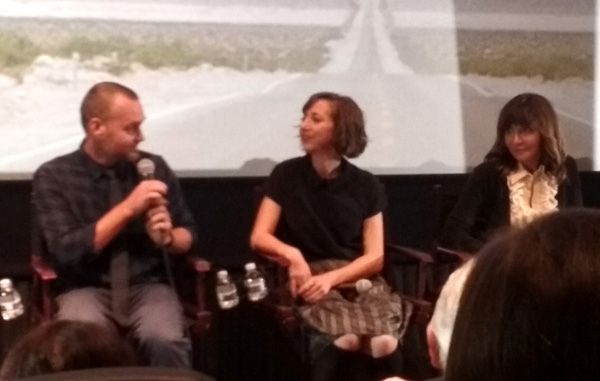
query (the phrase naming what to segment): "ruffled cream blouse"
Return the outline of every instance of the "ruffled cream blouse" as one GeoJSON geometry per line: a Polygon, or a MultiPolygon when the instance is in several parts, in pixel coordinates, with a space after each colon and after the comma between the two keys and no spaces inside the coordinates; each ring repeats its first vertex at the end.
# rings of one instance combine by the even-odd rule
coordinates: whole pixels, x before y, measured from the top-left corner
{"type": "Polygon", "coordinates": [[[510,199],[510,224],[521,227],[535,218],[558,210],[558,184],[541,165],[534,173],[520,163],[517,170],[506,177],[510,199]]]}

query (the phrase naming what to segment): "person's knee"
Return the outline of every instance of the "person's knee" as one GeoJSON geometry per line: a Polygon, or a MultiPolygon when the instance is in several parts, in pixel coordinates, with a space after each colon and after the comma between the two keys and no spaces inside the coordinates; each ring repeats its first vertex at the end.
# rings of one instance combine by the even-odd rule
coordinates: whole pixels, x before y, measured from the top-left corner
{"type": "Polygon", "coordinates": [[[167,367],[189,367],[191,344],[187,338],[166,341],[146,337],[139,341],[140,355],[148,365],[167,367]]]}
{"type": "Polygon", "coordinates": [[[131,335],[140,354],[153,366],[187,367],[190,340],[177,294],[168,286],[134,287],[131,335]]]}
{"type": "Polygon", "coordinates": [[[333,341],[333,345],[345,351],[358,351],[361,347],[360,338],[353,333],[338,337],[333,341]]]}
{"type": "Polygon", "coordinates": [[[164,324],[141,323],[133,328],[133,336],[137,340],[156,341],[156,342],[173,342],[185,338],[183,324],[173,324],[165,322],[164,324]]]}
{"type": "Polygon", "coordinates": [[[178,314],[165,316],[164,319],[137,319],[132,326],[132,335],[141,342],[175,342],[185,337],[185,321],[178,314]]]}
{"type": "Polygon", "coordinates": [[[140,341],[172,342],[184,337],[185,318],[177,295],[165,285],[139,290],[132,306],[133,335],[140,341]]]}
{"type": "Polygon", "coordinates": [[[95,288],[82,288],[68,291],[57,297],[57,320],[75,320],[99,324],[115,329],[108,318],[107,301],[104,300],[102,290],[95,288]]]}
{"type": "Polygon", "coordinates": [[[398,348],[398,339],[392,335],[380,335],[370,340],[370,355],[374,358],[385,357],[394,353],[398,348]]]}

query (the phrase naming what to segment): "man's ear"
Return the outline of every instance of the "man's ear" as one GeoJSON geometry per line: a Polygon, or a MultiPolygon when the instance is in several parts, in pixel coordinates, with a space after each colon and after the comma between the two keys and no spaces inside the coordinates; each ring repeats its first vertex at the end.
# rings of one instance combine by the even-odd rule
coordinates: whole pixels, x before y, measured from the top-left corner
{"type": "Polygon", "coordinates": [[[90,118],[90,120],[88,121],[88,124],[86,126],[87,134],[88,135],[98,135],[98,134],[102,134],[103,131],[104,131],[104,123],[102,122],[102,119],[100,119],[98,117],[90,118]]]}
{"type": "Polygon", "coordinates": [[[431,324],[427,325],[427,350],[429,352],[429,362],[436,369],[443,370],[440,363],[440,347],[438,345],[435,333],[431,328],[431,324]]]}

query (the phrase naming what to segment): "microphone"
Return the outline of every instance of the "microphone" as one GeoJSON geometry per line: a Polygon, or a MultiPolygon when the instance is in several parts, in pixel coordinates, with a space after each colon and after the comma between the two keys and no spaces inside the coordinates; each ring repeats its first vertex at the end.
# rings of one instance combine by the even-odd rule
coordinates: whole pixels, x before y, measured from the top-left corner
{"type": "Polygon", "coordinates": [[[368,279],[359,279],[354,283],[354,288],[356,288],[356,292],[359,294],[364,294],[373,288],[373,282],[368,279]]]}
{"type": "Polygon", "coordinates": [[[140,159],[137,162],[136,167],[137,167],[138,174],[140,175],[142,180],[154,179],[155,165],[151,159],[149,159],[147,157],[140,159]]]}
{"type": "Polygon", "coordinates": [[[368,279],[359,279],[354,283],[342,283],[336,286],[341,291],[356,291],[359,294],[364,294],[373,288],[373,282],[368,279]]]}
{"type": "MultiPolygon", "coordinates": [[[[156,166],[152,159],[148,157],[143,157],[135,165],[137,167],[138,174],[142,180],[154,180],[154,170],[156,166]]],[[[146,213],[147,214],[147,213],[146,213]]],[[[173,233],[171,232],[171,242],[169,245],[173,243],[173,233]]],[[[169,254],[167,253],[167,249],[164,247],[159,248],[160,255],[162,256],[163,265],[165,269],[165,273],[167,275],[167,281],[171,288],[175,289],[175,281],[173,280],[173,273],[171,272],[171,261],[169,260],[169,254]]]]}

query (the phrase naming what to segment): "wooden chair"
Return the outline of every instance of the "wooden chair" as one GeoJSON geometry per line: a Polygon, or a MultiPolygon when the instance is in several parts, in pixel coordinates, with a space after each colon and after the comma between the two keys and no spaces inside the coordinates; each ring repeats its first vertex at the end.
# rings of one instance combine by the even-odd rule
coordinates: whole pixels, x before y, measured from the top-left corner
{"type": "Polygon", "coordinates": [[[44,259],[48,252],[45,240],[35,214],[31,214],[31,269],[33,287],[31,292],[31,323],[46,322],[52,319],[56,310],[52,284],[57,275],[54,268],[44,259]]]}
{"type": "Polygon", "coordinates": [[[384,277],[405,297],[424,300],[428,271],[434,264],[431,254],[391,243],[386,244],[384,277]]]}
{"type": "Polygon", "coordinates": [[[52,283],[56,280],[56,272],[38,254],[31,256],[31,268],[33,270],[31,321],[34,324],[47,322],[52,319],[56,309],[52,292],[52,283]]]}
{"type": "MultiPolygon", "coordinates": [[[[210,328],[211,312],[206,303],[206,274],[210,271],[210,263],[201,258],[189,255],[186,261],[196,274],[194,279],[194,300],[182,300],[189,327],[196,336],[203,335],[210,328]]],[[[56,303],[52,291],[52,283],[57,279],[54,268],[40,255],[32,255],[33,270],[32,322],[44,322],[52,319],[56,312],[56,303]]]]}
{"type": "Polygon", "coordinates": [[[432,187],[434,224],[432,227],[433,239],[429,252],[434,262],[431,264],[429,274],[426,277],[425,298],[433,303],[437,300],[450,274],[473,256],[471,253],[438,244],[438,238],[442,234],[446,219],[460,197],[462,184],[462,182],[446,186],[434,184],[432,187]]]}
{"type": "MultiPolygon", "coordinates": [[[[425,329],[433,314],[433,304],[424,299],[426,276],[434,259],[428,253],[409,247],[386,244],[384,262],[383,277],[395,291],[400,291],[398,293],[402,300],[412,307],[405,336],[406,344],[401,348],[406,375],[414,379],[436,376],[437,371],[429,364],[425,338],[425,329]],[[409,277],[406,276],[407,273],[410,273],[409,277]],[[412,292],[407,293],[408,290],[412,292]]],[[[302,344],[305,340],[299,329],[300,317],[295,313],[294,300],[289,293],[287,269],[276,262],[271,262],[266,267],[271,269],[269,274],[274,279],[274,286],[269,301],[264,304],[265,308],[276,317],[282,329],[295,334],[301,346],[300,355],[305,368],[303,372],[309,374],[308,347],[306,343],[302,344]]],[[[338,287],[348,289],[354,285],[342,284],[338,287]]]]}
{"type": "MultiPolygon", "coordinates": [[[[35,324],[52,319],[56,312],[53,282],[57,279],[57,274],[52,265],[46,260],[48,256],[47,245],[35,218],[32,219],[31,242],[31,268],[33,272],[31,322],[35,324]]],[[[206,278],[211,265],[208,261],[194,254],[186,255],[183,262],[186,271],[194,274],[193,295],[181,298],[184,313],[188,319],[191,332],[196,336],[201,336],[209,329],[211,320],[211,313],[206,303],[206,278]]],[[[175,278],[183,279],[184,277],[175,278]]],[[[176,287],[180,291],[180,295],[182,295],[181,291],[184,288],[187,287],[176,287]]]]}

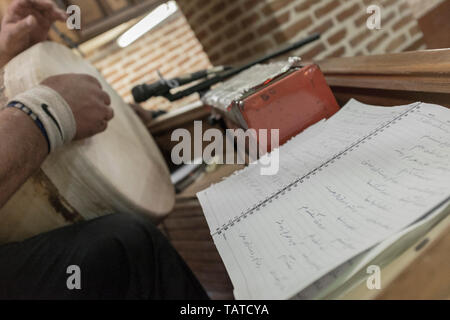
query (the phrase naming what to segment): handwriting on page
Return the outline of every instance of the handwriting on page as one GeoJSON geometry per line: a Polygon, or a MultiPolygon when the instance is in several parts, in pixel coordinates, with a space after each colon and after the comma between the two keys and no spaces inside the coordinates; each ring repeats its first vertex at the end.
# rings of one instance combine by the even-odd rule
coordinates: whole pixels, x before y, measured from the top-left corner
{"type": "MultiPolygon", "coordinates": [[[[356,127],[363,126],[360,116],[352,115],[357,103],[351,107],[351,112],[338,113],[340,118],[332,119],[319,136],[300,144],[298,149],[305,147],[311,152],[314,142],[325,136],[337,137],[340,148],[346,147],[345,142],[351,142],[347,137],[358,136],[355,130],[351,134],[351,117],[358,119],[356,127]],[[338,124],[344,120],[346,128],[339,131],[338,124]]],[[[389,112],[392,118],[393,111],[389,112]]],[[[387,121],[386,113],[379,119],[372,115],[369,122],[387,121]]],[[[237,297],[289,298],[448,199],[449,141],[448,110],[423,104],[215,235],[219,251],[229,248],[231,252],[221,252],[225,264],[237,266],[233,270],[241,273],[230,274],[232,280],[244,279],[233,281],[237,297]]],[[[327,150],[331,154],[339,151],[333,146],[329,142],[327,150]]],[[[289,151],[298,156],[297,150],[289,151]]],[[[320,152],[312,152],[321,159],[320,152]]],[[[295,170],[292,161],[289,169],[295,170]]],[[[303,169],[300,166],[299,170],[303,169]]],[[[234,179],[240,181],[237,177],[234,179]]],[[[245,177],[255,181],[258,178],[245,177]]],[[[226,192],[227,197],[233,194],[231,189],[226,192]]],[[[235,197],[236,203],[242,201],[239,195],[235,197]]],[[[238,205],[233,208],[241,209],[238,205]]],[[[217,206],[215,210],[225,212],[217,206]]],[[[230,211],[228,217],[239,214],[230,211]]]]}
{"type": "Polygon", "coordinates": [[[255,202],[264,200],[267,195],[278,191],[296,177],[319,166],[343,147],[365,136],[409,107],[373,107],[351,100],[326,124],[318,123],[281,146],[280,170],[277,175],[258,175],[259,166],[250,165],[222,183],[201,192],[198,195],[200,202],[205,201],[204,196],[207,196],[211,203],[217,204],[217,208],[229,209],[215,212],[211,208],[210,212],[205,212],[210,228],[214,230],[229,222],[236,214],[247,210],[255,202]]]}

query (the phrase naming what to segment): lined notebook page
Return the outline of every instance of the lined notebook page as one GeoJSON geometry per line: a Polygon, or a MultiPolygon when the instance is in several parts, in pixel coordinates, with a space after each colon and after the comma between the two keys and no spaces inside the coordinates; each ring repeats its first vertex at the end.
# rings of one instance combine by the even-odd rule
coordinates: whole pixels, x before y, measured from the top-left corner
{"type": "Polygon", "coordinates": [[[353,100],[319,131],[280,149],[282,177],[243,171],[199,194],[236,298],[290,298],[449,197],[447,109],[353,100]]]}
{"type": "Polygon", "coordinates": [[[262,176],[259,174],[261,165],[252,164],[200,192],[197,196],[210,229],[216,230],[229,223],[241,212],[318,167],[411,106],[384,108],[351,100],[328,121],[317,123],[281,146],[280,170],[276,175],[262,176]]]}
{"type": "Polygon", "coordinates": [[[355,284],[367,280],[366,267],[369,264],[375,264],[381,268],[386,266],[387,263],[398,257],[399,252],[403,252],[403,250],[411,247],[432,226],[444,219],[448,215],[449,210],[450,200],[408,228],[395,233],[371,249],[327,273],[292,299],[322,299],[330,296],[331,298],[339,296],[343,293],[343,290],[348,290],[355,284]]]}

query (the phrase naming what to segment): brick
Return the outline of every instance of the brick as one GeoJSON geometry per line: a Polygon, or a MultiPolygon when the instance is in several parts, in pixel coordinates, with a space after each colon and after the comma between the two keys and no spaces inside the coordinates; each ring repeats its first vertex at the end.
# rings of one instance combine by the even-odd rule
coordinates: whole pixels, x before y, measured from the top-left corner
{"type": "Polygon", "coordinates": [[[171,40],[170,39],[164,39],[161,43],[159,43],[159,47],[160,48],[165,48],[165,47],[167,47],[169,44],[171,43],[171,40]]]}
{"type": "MultiPolygon", "coordinates": [[[[206,26],[205,26],[205,29],[200,29],[199,32],[202,32],[203,30],[206,30],[208,36],[211,34],[210,30],[206,29],[206,26]]],[[[190,32],[188,32],[187,34],[185,34],[182,37],[175,36],[172,38],[173,42],[179,42],[180,40],[182,40],[183,42],[189,42],[189,41],[199,42],[199,38],[197,37],[196,32],[193,32],[192,29],[190,30],[190,32]]]]}
{"type": "Polygon", "coordinates": [[[198,11],[201,11],[201,10],[203,10],[203,9],[205,8],[205,5],[204,5],[203,3],[201,3],[201,2],[195,2],[195,3],[194,3],[194,6],[195,6],[195,8],[196,8],[198,11]]]}
{"type": "Polygon", "coordinates": [[[183,66],[183,65],[185,65],[187,62],[189,61],[189,57],[184,57],[182,60],[180,60],[178,63],[177,63],[177,65],[178,66],[183,66]]]}
{"type": "Polygon", "coordinates": [[[333,20],[328,19],[328,20],[322,22],[319,26],[311,29],[311,33],[314,33],[314,32],[325,33],[333,27],[334,27],[333,20]]]}
{"type": "Polygon", "coordinates": [[[258,28],[258,34],[263,36],[276,29],[280,24],[285,23],[289,20],[290,12],[285,12],[278,17],[269,19],[261,27],[258,28]]]}
{"type": "MultiPolygon", "coordinates": [[[[422,0],[423,1],[423,0],[422,0]]],[[[383,7],[394,6],[398,3],[398,0],[385,0],[383,1],[383,7]]]]}
{"type": "Polygon", "coordinates": [[[414,37],[415,35],[419,34],[420,32],[421,31],[420,31],[418,25],[415,25],[409,29],[409,34],[411,35],[411,37],[414,37]]]}
{"type": "Polygon", "coordinates": [[[208,37],[208,30],[207,29],[203,29],[201,30],[199,33],[197,33],[197,39],[200,41],[205,40],[208,37]]]}
{"type": "Polygon", "coordinates": [[[116,88],[117,91],[121,90],[131,90],[130,85],[128,83],[124,83],[116,88]]]}
{"type": "Polygon", "coordinates": [[[218,59],[220,58],[220,56],[221,56],[221,52],[220,52],[220,51],[217,51],[217,52],[211,54],[211,55],[209,56],[209,59],[210,59],[212,62],[214,62],[214,61],[218,60],[218,59]]]}
{"type": "Polygon", "coordinates": [[[313,5],[313,1],[305,0],[302,3],[300,3],[299,5],[296,5],[294,7],[294,10],[296,12],[303,12],[303,11],[308,10],[312,5],[313,5]]]}
{"type": "Polygon", "coordinates": [[[367,50],[369,50],[369,52],[374,51],[386,39],[388,39],[388,33],[387,32],[382,32],[374,40],[370,41],[367,44],[367,50]]]}
{"type": "Polygon", "coordinates": [[[201,55],[201,56],[204,56],[206,58],[206,53],[203,50],[203,47],[201,45],[199,45],[194,51],[192,51],[192,55],[193,56],[201,55]]]}
{"type": "Polygon", "coordinates": [[[333,45],[335,43],[338,43],[342,39],[344,39],[346,35],[347,35],[347,29],[343,28],[343,29],[339,30],[338,32],[334,33],[333,35],[331,35],[330,37],[328,37],[327,41],[330,45],[333,45]]]}
{"type": "Polygon", "coordinates": [[[317,18],[321,18],[324,15],[326,15],[329,12],[333,11],[334,9],[336,9],[337,7],[339,7],[339,1],[338,0],[328,1],[327,4],[325,4],[324,6],[320,7],[316,11],[314,11],[314,14],[315,14],[315,16],[317,18]]]}
{"type": "MultiPolygon", "coordinates": [[[[172,32],[170,35],[173,35],[175,38],[181,38],[185,36],[192,35],[192,29],[190,28],[177,28],[176,31],[172,32]]],[[[164,38],[165,36],[161,36],[161,38],[164,38]]]]}
{"type": "Polygon", "coordinates": [[[167,65],[168,63],[171,63],[172,61],[177,60],[180,57],[180,54],[176,52],[167,52],[163,51],[163,56],[159,59],[159,62],[161,62],[163,65],[167,65]]]}
{"type": "Polygon", "coordinates": [[[311,17],[307,16],[275,34],[275,41],[279,44],[284,43],[292,38],[295,38],[301,31],[307,29],[307,27],[312,23],[311,17]]]}
{"type": "Polygon", "coordinates": [[[114,84],[114,83],[117,83],[117,82],[125,79],[126,77],[127,77],[127,74],[126,73],[122,73],[122,74],[119,74],[119,75],[115,76],[114,78],[111,78],[110,82],[112,84],[114,84]]]}
{"type": "Polygon", "coordinates": [[[250,10],[255,8],[257,5],[259,5],[261,3],[261,0],[247,0],[244,3],[244,9],[245,10],[250,10]]]}
{"type": "Polygon", "coordinates": [[[398,49],[404,42],[406,41],[406,36],[401,34],[397,36],[395,39],[391,40],[386,47],[386,52],[392,52],[398,49]]]}
{"type": "Polygon", "coordinates": [[[244,35],[240,36],[238,42],[240,45],[246,45],[255,39],[255,34],[253,32],[247,32],[244,35]]]}
{"type": "Polygon", "coordinates": [[[226,23],[231,23],[234,20],[236,20],[237,18],[239,18],[239,16],[242,14],[242,9],[241,7],[236,7],[234,9],[232,9],[231,11],[227,12],[225,14],[225,21],[226,23]]]}
{"type": "MultiPolygon", "coordinates": [[[[199,4],[203,4],[204,2],[199,2],[199,4]]],[[[218,1],[217,4],[215,4],[211,9],[210,12],[212,15],[218,15],[221,14],[226,8],[226,4],[224,1],[218,1]]],[[[200,8],[201,10],[202,8],[200,8]]]]}
{"type": "Polygon", "coordinates": [[[150,58],[149,60],[144,60],[140,63],[137,63],[136,65],[133,66],[133,73],[135,72],[139,72],[141,71],[145,66],[149,65],[149,61],[158,61],[161,60],[163,57],[165,56],[165,52],[161,52],[159,55],[150,55],[150,53],[148,53],[148,57],[150,58]]]}
{"type": "Polygon", "coordinates": [[[364,29],[363,31],[358,33],[355,37],[350,39],[350,45],[352,47],[356,47],[358,44],[360,44],[361,42],[363,42],[364,40],[366,40],[369,37],[370,37],[370,30],[364,29]]]}
{"type": "Polygon", "coordinates": [[[241,27],[246,29],[252,27],[260,19],[258,13],[254,12],[241,20],[241,27]]]}
{"type": "Polygon", "coordinates": [[[199,16],[197,16],[194,19],[192,19],[192,24],[193,25],[201,25],[202,23],[204,23],[205,21],[207,21],[209,18],[211,17],[211,14],[209,11],[205,11],[202,14],[200,14],[199,16]]]}
{"type": "Polygon", "coordinates": [[[235,64],[236,58],[228,57],[226,59],[220,59],[219,61],[220,61],[220,63],[218,63],[218,64],[221,64],[221,65],[224,65],[224,66],[231,66],[231,65],[235,64]]]}
{"type": "Polygon", "coordinates": [[[403,12],[403,11],[409,10],[409,8],[410,8],[409,4],[405,1],[400,5],[400,7],[398,9],[400,12],[403,12]]]}
{"type": "Polygon", "coordinates": [[[235,51],[237,48],[238,48],[237,45],[232,42],[232,43],[227,44],[225,47],[223,47],[222,50],[224,51],[224,53],[230,53],[230,52],[235,51]]]}
{"type": "Polygon", "coordinates": [[[168,37],[171,36],[177,29],[178,28],[174,23],[173,25],[170,25],[168,28],[164,28],[162,34],[164,37],[168,37]]]}
{"type": "Polygon", "coordinates": [[[395,13],[393,11],[389,12],[389,14],[387,16],[382,16],[381,17],[381,27],[383,28],[383,25],[387,25],[394,18],[395,18],[395,13]]]}
{"type": "Polygon", "coordinates": [[[344,46],[337,48],[330,54],[326,56],[326,58],[335,58],[335,57],[342,57],[346,52],[346,49],[344,46]]]}
{"type": "Polygon", "coordinates": [[[425,41],[422,37],[411,43],[409,46],[407,46],[403,51],[416,51],[419,49],[422,49],[422,47],[425,45],[425,41]]]}
{"type": "Polygon", "coordinates": [[[217,32],[223,26],[225,26],[225,21],[222,18],[220,18],[220,19],[214,20],[212,23],[209,24],[209,30],[211,30],[212,32],[217,32]]]}
{"type": "Polygon", "coordinates": [[[117,74],[119,71],[117,69],[110,70],[104,73],[105,78],[111,78],[113,75],[117,74]]]}
{"type": "Polygon", "coordinates": [[[412,17],[411,16],[404,16],[403,18],[401,18],[399,21],[397,21],[396,23],[394,23],[394,25],[392,26],[392,28],[394,29],[394,31],[397,31],[401,28],[403,28],[405,25],[407,25],[409,22],[411,22],[412,17]]]}
{"type": "Polygon", "coordinates": [[[262,53],[265,53],[267,50],[272,49],[273,44],[269,40],[263,40],[263,41],[256,43],[252,47],[253,47],[253,52],[255,54],[262,54],[262,53]]]}
{"type": "Polygon", "coordinates": [[[182,30],[181,32],[178,32],[174,35],[175,39],[189,39],[189,38],[193,38],[195,39],[195,34],[192,31],[192,29],[186,29],[186,30],[182,30]]]}
{"type": "Polygon", "coordinates": [[[353,23],[355,24],[355,26],[360,27],[366,23],[367,18],[369,18],[369,15],[367,13],[363,13],[362,15],[358,16],[358,18],[356,18],[353,23]]]}
{"type": "Polygon", "coordinates": [[[272,2],[269,2],[266,4],[262,9],[262,13],[264,13],[265,16],[271,16],[274,14],[274,12],[277,12],[283,8],[285,8],[287,5],[289,5],[293,0],[275,0],[272,2]]]}
{"type": "Polygon", "coordinates": [[[360,10],[361,9],[360,9],[359,5],[357,3],[355,3],[350,8],[341,11],[337,15],[337,19],[338,19],[339,22],[342,22],[342,21],[350,18],[351,16],[353,16],[355,13],[359,12],[360,10]]]}
{"type": "Polygon", "coordinates": [[[189,10],[183,10],[183,14],[186,17],[186,19],[190,19],[192,17],[194,17],[195,13],[197,12],[197,10],[195,8],[191,8],[189,10]]]}
{"type": "Polygon", "coordinates": [[[209,39],[209,41],[207,43],[205,43],[203,46],[208,50],[208,49],[212,49],[215,46],[219,45],[223,40],[223,36],[218,34],[218,35],[214,35],[212,38],[209,39]]]}
{"type": "MultiPolygon", "coordinates": [[[[186,43],[189,43],[189,42],[185,42],[185,44],[186,43]]],[[[174,47],[176,47],[176,46],[177,46],[177,44],[174,45],[174,47]]],[[[197,47],[198,47],[198,43],[197,42],[192,42],[187,47],[183,47],[183,52],[193,52],[197,47]]],[[[174,49],[172,49],[172,50],[174,50],[174,49]]],[[[168,51],[170,52],[172,50],[169,49],[168,51]]]]}
{"type": "Polygon", "coordinates": [[[252,56],[252,52],[249,49],[244,49],[242,51],[239,51],[236,54],[236,60],[238,61],[246,61],[252,56]]]}
{"type": "Polygon", "coordinates": [[[109,58],[106,62],[106,67],[112,67],[118,64],[122,60],[121,56],[109,58]]]}
{"type": "Polygon", "coordinates": [[[159,69],[159,71],[166,77],[170,77],[172,70],[174,69],[175,66],[171,65],[171,64],[163,64],[161,66],[161,68],[159,69]]]}
{"type": "Polygon", "coordinates": [[[224,30],[225,37],[227,39],[234,38],[234,36],[239,34],[240,30],[241,29],[239,28],[239,26],[237,24],[232,23],[227,29],[224,30]]]}
{"type": "Polygon", "coordinates": [[[317,55],[324,52],[327,48],[323,45],[323,43],[316,44],[314,47],[301,54],[301,58],[305,60],[314,59],[317,55]]]}

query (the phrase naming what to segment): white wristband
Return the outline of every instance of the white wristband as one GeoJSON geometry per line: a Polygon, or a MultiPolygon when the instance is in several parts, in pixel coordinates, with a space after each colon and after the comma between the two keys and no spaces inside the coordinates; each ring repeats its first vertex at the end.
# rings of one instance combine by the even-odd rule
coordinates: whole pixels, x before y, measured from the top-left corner
{"type": "Polygon", "coordinates": [[[50,152],[73,140],[77,126],[70,106],[61,95],[47,86],[37,86],[17,95],[12,101],[27,106],[44,125],[50,152]]]}

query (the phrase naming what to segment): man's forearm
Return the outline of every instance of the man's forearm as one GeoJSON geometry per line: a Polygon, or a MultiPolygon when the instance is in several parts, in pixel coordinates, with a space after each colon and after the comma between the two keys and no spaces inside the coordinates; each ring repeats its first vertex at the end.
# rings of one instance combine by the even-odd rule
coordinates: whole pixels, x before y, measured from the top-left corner
{"type": "Polygon", "coordinates": [[[0,111],[0,208],[41,166],[47,142],[33,120],[21,110],[0,111]]]}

- WHAT YOU ARE ASKED TO DO: Wherever the string "brick" occurs in the records above, copy that line.

- EXERCISE RESPONSE:
query (the phrase naming what to segment): brick
Return the outline of every instance of the brick as one GeoJSON geometry per line: a Polygon, or a MultiPolygon when the instance is in several parts, in pixel coordinates, with a space after each colon and after the comma between the two keys and no spaces inside the coordinates; each ring repeats its first vertex at the end.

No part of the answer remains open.